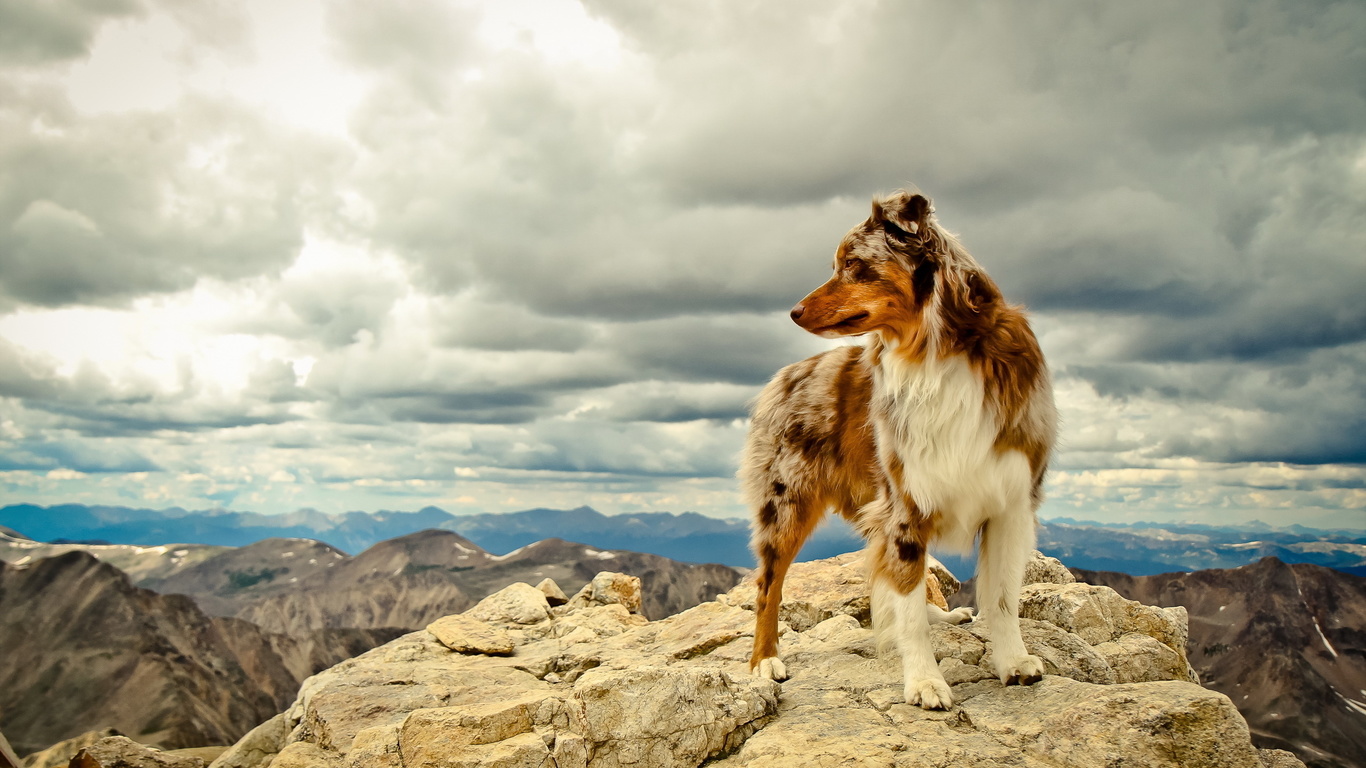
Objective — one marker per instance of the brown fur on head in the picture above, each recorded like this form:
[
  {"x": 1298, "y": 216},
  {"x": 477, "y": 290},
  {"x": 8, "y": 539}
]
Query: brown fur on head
[{"x": 889, "y": 272}]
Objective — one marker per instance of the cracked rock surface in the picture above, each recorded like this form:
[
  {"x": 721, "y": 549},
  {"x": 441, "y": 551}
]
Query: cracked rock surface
[{"x": 593, "y": 683}]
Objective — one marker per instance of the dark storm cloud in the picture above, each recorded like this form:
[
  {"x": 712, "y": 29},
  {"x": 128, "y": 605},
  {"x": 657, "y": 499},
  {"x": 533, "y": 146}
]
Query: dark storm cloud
[
  {"x": 66, "y": 451},
  {"x": 55, "y": 30}
]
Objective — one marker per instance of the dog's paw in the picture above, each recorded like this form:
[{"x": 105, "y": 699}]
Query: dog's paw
[
  {"x": 1025, "y": 670},
  {"x": 771, "y": 668},
  {"x": 929, "y": 693},
  {"x": 958, "y": 615}
]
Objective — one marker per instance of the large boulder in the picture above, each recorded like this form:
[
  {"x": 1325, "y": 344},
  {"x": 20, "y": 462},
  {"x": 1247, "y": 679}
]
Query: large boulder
[{"x": 594, "y": 685}]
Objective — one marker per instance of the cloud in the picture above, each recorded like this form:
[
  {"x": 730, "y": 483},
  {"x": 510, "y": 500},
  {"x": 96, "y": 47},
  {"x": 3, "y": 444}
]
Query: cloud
[
  {"x": 555, "y": 249},
  {"x": 38, "y": 33},
  {"x": 104, "y": 209}
]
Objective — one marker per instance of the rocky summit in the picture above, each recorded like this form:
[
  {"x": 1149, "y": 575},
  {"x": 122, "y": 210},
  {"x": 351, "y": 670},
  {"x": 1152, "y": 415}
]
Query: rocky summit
[{"x": 517, "y": 682}]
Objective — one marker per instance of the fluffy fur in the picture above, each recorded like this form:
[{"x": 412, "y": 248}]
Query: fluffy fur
[{"x": 937, "y": 429}]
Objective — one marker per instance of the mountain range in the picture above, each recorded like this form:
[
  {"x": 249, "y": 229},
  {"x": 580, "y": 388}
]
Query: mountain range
[
  {"x": 1141, "y": 548},
  {"x": 193, "y": 645},
  {"x": 1286, "y": 642}
]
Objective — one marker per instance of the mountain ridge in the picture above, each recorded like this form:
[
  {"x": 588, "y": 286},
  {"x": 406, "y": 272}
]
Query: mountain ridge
[{"x": 1139, "y": 548}]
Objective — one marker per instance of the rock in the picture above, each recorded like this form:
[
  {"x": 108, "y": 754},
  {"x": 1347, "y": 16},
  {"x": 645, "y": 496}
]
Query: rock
[
  {"x": 608, "y": 588},
  {"x": 1098, "y": 614},
  {"x": 303, "y": 755},
  {"x": 1139, "y": 659},
  {"x": 60, "y": 753},
  {"x": 1279, "y": 759},
  {"x": 944, "y": 580},
  {"x": 553, "y": 595},
  {"x": 1134, "y": 724},
  {"x": 814, "y": 592},
  {"x": 596, "y": 686},
  {"x": 122, "y": 752},
  {"x": 466, "y": 634},
  {"x": 668, "y": 716},
  {"x": 1041, "y": 569},
  {"x": 514, "y": 604},
  {"x": 258, "y": 746}
]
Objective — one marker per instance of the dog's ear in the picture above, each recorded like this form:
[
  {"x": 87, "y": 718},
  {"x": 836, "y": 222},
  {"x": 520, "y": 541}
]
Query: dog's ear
[{"x": 902, "y": 213}]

◇ ◇ ◇ ◇ ◇

With the pictures removed, return the full listing exactly as given.

Objective — one marker per instance of the brown fur on head in the picture above, each recorded like this form:
[
  {"x": 1298, "y": 216},
  {"x": 477, "y": 290},
  {"x": 8, "y": 539}
]
Query: brown fur on head
[{"x": 889, "y": 272}]
Objective — one marker per instance of the cracked rock surface in the picture above, each recorded like this form:
[
  {"x": 721, "y": 549},
  {"x": 441, "y": 551}
]
Query: cracked rock surface
[{"x": 593, "y": 683}]
Objective — one marker per instance of the dark storm cloud in the picture above, each recorded like this form:
[
  {"x": 712, "y": 29},
  {"x": 128, "y": 605},
  {"x": 657, "y": 499},
  {"x": 533, "y": 146}
]
Query: dark storm cloud
[
  {"x": 66, "y": 451},
  {"x": 55, "y": 30}
]
Objective — one marker per instance of the dog's paw in the picture above, each recorded like this form:
[{"x": 105, "y": 699}]
Query: dog's paw
[
  {"x": 1025, "y": 670},
  {"x": 771, "y": 668},
  {"x": 929, "y": 693},
  {"x": 958, "y": 615}
]
Objective — one marker per instance of the large boulder in the picture above, each recorded like this form:
[
  {"x": 1325, "y": 344},
  {"x": 20, "y": 462},
  {"x": 1247, "y": 679}
]
Query: large boulder
[{"x": 594, "y": 685}]
Objective — one marker per instance of the cloud in the picture above, each recorded like this form:
[
  {"x": 730, "y": 483},
  {"x": 510, "y": 500},
  {"x": 96, "y": 47},
  {"x": 3, "y": 444}
]
Query: cloud
[
  {"x": 555, "y": 249},
  {"x": 38, "y": 33},
  {"x": 104, "y": 209}
]
Objective — one marker per instance of the rocky summit in the picture above, each recorded like this form:
[
  {"x": 1149, "y": 575},
  {"x": 122, "y": 210},
  {"x": 351, "y": 670},
  {"x": 1152, "y": 415}
]
Query: rocky summit
[{"x": 517, "y": 682}]
Objective — one marker per instance of the fluffy fur in the picture above, each recorded like this form:
[{"x": 412, "y": 248}]
Query: fluffy fur
[{"x": 937, "y": 429}]
Objective — one marker per instance of the mountain range in the picture above, each recorded like this form:
[
  {"x": 249, "y": 229},
  {"x": 580, "y": 388}
]
Query: mountain range
[
  {"x": 1141, "y": 548},
  {"x": 193, "y": 645},
  {"x": 1286, "y": 642}
]
Objective — one marker per instance of the mountain ridge in the picture above, each recorded like this form:
[
  {"x": 588, "y": 286},
  {"x": 406, "y": 272}
]
Query: mountain ridge
[{"x": 1139, "y": 548}]
Objective — one marker per instance of the rock in the picture above, each recorded like this form:
[
  {"x": 108, "y": 754},
  {"x": 1347, "y": 16},
  {"x": 645, "y": 496}
]
Query: rock
[
  {"x": 608, "y": 588},
  {"x": 1098, "y": 614},
  {"x": 303, "y": 755},
  {"x": 1139, "y": 659},
  {"x": 60, "y": 753},
  {"x": 1279, "y": 759},
  {"x": 944, "y": 580},
  {"x": 553, "y": 595},
  {"x": 1134, "y": 724},
  {"x": 814, "y": 592},
  {"x": 596, "y": 686},
  {"x": 122, "y": 752},
  {"x": 466, "y": 634},
  {"x": 668, "y": 716},
  {"x": 1041, "y": 569},
  {"x": 514, "y": 604},
  {"x": 258, "y": 746}
]
Objective — one marker per instance of the dog's ear in the picture above, each recorded like this form:
[
  {"x": 87, "y": 718},
  {"x": 836, "y": 222},
  {"x": 520, "y": 541}
]
Query: dog's ear
[{"x": 902, "y": 213}]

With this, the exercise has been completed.